> [Working data]:
----------------

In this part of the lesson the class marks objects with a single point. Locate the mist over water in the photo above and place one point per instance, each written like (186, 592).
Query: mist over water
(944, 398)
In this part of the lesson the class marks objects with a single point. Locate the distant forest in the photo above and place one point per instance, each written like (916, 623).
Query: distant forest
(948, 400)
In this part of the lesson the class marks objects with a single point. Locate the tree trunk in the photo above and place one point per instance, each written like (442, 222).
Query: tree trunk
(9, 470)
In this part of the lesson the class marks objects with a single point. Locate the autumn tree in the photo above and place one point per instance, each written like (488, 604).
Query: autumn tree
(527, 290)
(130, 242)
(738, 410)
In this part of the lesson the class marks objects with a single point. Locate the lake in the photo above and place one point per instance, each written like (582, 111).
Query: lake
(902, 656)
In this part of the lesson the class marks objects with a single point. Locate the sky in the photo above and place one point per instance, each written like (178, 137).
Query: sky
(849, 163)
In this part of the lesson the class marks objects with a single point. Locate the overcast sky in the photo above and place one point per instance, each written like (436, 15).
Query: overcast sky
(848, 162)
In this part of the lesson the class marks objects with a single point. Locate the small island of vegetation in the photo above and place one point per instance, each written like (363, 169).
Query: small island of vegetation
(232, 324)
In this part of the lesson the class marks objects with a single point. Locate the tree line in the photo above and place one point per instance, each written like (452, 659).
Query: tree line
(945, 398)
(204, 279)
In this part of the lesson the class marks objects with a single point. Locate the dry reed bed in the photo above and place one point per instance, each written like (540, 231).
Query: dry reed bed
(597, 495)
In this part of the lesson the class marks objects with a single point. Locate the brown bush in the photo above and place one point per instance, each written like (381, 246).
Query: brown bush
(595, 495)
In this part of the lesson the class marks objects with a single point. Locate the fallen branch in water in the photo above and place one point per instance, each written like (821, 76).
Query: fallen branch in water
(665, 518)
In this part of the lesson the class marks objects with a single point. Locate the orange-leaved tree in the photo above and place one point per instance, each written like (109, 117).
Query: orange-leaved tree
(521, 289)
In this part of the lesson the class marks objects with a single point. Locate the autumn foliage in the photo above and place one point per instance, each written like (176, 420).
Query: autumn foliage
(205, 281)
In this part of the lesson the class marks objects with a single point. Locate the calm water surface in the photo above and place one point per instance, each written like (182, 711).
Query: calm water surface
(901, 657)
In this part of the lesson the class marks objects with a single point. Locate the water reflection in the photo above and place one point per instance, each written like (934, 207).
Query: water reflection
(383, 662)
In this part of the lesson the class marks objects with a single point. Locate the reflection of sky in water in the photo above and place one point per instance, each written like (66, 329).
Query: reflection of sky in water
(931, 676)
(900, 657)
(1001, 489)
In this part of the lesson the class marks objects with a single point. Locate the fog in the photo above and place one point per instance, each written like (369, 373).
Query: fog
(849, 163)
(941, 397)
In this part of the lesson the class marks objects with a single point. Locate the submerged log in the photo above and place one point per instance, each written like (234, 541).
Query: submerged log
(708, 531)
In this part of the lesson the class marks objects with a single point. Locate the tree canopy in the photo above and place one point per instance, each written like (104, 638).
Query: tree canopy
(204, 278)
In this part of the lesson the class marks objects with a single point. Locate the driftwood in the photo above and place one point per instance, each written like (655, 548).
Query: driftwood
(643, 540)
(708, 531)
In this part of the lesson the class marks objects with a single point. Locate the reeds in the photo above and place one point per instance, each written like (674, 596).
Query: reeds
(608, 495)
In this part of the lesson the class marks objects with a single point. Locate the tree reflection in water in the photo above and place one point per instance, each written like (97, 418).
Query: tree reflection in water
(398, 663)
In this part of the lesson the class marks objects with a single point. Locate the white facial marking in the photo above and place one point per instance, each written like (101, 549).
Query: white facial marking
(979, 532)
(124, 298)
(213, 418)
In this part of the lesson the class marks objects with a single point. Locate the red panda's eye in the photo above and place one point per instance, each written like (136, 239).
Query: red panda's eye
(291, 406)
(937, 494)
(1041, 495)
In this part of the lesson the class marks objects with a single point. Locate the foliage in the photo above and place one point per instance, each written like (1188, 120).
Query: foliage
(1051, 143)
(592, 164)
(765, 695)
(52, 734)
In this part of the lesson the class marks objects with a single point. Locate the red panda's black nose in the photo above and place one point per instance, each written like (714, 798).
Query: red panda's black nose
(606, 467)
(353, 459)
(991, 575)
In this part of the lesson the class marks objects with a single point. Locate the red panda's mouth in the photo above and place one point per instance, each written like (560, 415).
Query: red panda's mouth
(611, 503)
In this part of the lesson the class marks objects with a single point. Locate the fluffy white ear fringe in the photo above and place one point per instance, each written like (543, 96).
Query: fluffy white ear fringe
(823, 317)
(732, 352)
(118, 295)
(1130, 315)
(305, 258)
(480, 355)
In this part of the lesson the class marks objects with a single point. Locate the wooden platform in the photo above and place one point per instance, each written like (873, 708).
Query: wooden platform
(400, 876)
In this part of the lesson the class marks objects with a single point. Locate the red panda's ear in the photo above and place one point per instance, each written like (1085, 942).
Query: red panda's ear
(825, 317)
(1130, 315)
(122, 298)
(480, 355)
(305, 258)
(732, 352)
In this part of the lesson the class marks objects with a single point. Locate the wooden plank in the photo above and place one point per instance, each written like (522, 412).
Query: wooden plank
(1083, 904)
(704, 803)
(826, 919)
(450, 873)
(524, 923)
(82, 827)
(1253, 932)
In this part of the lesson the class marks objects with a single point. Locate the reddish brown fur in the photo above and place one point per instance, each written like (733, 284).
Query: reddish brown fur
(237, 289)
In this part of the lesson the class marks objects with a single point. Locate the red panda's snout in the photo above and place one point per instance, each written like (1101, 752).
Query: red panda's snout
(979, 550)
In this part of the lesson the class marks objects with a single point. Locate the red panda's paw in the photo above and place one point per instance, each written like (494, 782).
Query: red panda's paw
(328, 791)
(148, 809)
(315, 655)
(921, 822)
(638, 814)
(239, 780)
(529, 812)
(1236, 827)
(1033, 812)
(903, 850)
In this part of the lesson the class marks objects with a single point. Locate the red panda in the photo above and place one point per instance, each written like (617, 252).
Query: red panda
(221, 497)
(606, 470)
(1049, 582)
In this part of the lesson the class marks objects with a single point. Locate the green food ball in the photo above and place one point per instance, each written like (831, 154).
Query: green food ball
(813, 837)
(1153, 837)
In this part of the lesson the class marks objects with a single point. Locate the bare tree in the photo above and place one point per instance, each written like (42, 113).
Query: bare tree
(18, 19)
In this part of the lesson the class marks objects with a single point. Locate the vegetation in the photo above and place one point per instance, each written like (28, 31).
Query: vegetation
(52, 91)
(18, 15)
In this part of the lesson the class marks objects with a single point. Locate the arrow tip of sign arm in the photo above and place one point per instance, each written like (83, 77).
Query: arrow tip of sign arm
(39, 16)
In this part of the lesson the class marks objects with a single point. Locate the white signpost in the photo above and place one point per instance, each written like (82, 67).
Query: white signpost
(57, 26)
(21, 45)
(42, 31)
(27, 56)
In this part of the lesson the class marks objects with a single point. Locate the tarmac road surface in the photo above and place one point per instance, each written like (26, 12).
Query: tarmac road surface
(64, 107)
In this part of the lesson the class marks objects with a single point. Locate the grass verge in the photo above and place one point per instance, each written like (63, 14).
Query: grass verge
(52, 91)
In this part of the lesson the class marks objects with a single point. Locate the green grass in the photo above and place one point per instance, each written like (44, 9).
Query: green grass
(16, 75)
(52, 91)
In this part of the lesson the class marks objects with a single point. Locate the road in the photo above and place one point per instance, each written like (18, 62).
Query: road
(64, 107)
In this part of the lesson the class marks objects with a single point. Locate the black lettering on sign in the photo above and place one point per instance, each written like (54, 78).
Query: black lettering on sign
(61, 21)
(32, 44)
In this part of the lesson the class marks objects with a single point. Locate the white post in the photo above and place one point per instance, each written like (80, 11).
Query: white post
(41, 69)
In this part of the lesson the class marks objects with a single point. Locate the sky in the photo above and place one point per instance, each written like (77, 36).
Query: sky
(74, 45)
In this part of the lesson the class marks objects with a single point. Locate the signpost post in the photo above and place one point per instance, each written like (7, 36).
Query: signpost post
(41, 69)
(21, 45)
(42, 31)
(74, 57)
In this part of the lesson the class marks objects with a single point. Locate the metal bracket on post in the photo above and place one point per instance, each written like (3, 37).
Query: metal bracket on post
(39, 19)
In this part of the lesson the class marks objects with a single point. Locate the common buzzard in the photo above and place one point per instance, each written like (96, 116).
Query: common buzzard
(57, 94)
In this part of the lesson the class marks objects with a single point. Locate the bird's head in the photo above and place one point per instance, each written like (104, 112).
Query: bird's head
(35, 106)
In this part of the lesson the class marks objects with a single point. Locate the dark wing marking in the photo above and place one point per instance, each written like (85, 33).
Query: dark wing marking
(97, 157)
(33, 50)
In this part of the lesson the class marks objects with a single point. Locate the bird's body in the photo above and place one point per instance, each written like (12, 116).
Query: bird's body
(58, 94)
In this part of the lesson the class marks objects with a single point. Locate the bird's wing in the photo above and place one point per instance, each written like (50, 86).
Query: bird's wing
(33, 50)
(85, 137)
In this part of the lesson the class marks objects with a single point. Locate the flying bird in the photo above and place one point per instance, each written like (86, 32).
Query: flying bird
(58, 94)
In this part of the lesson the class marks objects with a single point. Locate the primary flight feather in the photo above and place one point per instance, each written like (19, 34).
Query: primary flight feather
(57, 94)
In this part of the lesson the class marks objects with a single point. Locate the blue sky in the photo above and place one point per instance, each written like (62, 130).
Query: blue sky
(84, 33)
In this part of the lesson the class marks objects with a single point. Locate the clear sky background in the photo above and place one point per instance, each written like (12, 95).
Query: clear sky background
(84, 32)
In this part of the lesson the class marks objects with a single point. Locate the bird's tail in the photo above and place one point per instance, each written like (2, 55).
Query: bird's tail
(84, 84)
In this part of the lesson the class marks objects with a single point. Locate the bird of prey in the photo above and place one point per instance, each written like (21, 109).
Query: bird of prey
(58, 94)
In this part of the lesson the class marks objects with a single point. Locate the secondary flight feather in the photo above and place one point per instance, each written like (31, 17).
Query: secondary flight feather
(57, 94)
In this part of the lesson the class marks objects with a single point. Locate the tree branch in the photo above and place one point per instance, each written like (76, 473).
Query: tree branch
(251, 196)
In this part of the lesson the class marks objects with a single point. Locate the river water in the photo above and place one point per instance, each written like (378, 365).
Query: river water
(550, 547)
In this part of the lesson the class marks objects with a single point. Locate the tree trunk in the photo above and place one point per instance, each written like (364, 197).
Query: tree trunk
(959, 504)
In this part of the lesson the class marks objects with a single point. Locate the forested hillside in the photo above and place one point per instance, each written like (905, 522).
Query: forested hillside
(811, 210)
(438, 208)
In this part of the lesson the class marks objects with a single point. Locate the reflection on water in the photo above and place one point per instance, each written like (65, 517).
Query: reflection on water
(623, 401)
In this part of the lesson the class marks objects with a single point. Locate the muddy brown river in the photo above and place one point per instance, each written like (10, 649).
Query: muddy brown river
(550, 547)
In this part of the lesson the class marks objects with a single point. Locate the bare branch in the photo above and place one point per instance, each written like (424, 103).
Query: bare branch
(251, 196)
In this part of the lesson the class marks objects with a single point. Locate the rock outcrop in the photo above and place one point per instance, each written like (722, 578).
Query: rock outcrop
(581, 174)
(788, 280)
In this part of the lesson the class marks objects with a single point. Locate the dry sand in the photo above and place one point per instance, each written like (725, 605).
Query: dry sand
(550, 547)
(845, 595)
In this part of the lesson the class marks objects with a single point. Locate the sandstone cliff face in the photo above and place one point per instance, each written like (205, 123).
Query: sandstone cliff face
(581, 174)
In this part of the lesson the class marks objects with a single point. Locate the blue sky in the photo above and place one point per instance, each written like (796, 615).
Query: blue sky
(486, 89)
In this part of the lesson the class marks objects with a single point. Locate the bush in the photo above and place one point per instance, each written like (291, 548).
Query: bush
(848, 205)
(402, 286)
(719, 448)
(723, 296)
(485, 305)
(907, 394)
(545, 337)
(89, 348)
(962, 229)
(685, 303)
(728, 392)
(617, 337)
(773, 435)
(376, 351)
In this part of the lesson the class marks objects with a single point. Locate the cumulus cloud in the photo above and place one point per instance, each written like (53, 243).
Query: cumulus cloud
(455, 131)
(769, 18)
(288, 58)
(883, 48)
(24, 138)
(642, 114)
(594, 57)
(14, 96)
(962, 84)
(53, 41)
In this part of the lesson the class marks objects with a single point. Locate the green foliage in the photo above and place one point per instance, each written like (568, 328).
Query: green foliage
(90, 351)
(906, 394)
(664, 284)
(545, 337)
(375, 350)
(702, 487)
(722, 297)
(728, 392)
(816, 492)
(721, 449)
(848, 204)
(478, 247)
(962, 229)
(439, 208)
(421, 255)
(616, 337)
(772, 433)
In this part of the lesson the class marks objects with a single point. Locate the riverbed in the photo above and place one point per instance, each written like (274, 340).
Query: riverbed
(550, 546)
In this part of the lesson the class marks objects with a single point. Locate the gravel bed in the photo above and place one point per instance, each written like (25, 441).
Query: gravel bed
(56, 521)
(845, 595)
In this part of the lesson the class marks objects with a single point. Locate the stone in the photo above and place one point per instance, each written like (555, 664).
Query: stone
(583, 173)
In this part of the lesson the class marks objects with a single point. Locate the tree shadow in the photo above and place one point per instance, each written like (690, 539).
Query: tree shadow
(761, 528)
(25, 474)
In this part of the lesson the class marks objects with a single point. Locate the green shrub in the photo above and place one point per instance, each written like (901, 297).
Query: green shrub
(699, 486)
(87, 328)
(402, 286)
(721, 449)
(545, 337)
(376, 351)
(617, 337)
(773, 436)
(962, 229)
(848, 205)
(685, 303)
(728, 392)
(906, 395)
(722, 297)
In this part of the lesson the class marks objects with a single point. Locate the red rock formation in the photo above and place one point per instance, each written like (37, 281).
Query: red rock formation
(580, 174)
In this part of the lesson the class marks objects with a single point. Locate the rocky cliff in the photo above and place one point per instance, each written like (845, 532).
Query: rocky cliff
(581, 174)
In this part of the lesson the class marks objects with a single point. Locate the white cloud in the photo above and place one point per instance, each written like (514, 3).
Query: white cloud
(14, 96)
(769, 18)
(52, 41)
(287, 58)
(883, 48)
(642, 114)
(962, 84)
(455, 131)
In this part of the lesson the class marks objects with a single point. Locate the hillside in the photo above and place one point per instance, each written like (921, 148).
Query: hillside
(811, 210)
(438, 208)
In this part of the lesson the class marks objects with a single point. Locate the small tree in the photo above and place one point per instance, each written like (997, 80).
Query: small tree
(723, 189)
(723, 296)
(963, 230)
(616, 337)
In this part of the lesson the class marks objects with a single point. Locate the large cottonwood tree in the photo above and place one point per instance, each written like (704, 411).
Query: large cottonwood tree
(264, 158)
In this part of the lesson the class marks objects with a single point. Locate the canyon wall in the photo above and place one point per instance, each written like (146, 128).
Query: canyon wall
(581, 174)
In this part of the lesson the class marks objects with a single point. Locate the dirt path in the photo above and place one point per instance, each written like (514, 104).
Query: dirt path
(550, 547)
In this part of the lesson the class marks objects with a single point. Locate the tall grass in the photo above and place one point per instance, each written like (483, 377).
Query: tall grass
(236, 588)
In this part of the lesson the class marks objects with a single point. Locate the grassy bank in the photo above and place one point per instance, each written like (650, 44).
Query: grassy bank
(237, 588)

----------------

> [Task brief]:
Quote exactly the line containing "like (514, 3)." and every later line through the end of the listing, and no other lines.

> [Exercise answer]:
In this part of the lesson the class marks objects with a single point. Locate the white cloud in the photo above and place one point per instance, each written like (514, 3).
Query: white cloud
(14, 96)
(769, 18)
(52, 41)
(287, 58)
(883, 48)
(642, 114)
(962, 84)
(455, 131)
In this part of the lesson the class marks objects with a single point. Locate the hillside in the photo above and place one point per instance, each written like (921, 148).
Query: hillside
(811, 210)
(438, 208)
In this part of the lesson the class marks objects with a single point. Locate the small tree in the photo above and place one point per instance, each written like (997, 80).
Query: small tree
(723, 189)
(723, 296)
(963, 230)
(616, 337)
In this part of the lesson the class marks objects with a single point. Locate the large cottonwood tree in the photo above and place one point per instance, each written like (704, 411).
Query: large cottonwood tree
(264, 158)
In this part of the lesson the class marks objects with a single point. Locate the canyon wall in the photo above and place one point per instance, each written like (146, 128).
Query: canyon wall
(581, 174)
In this part of the lesson the class marks objects with a single point. Locate the dirt path in the photo above and place one point per instance, each written like (514, 104).
Query: dirt path
(550, 547)
In this part of the lesson the class marks objects with a single point. Locate the tall grass in the photo above and place one point per instance, each written like (483, 377).
Query: tall grass
(236, 588)
In this part of the lesson the class marks objects with a single point. Locate the grassy bank in the photo above and place one point per instance, each written like (650, 44).
Query: grassy bank
(237, 588)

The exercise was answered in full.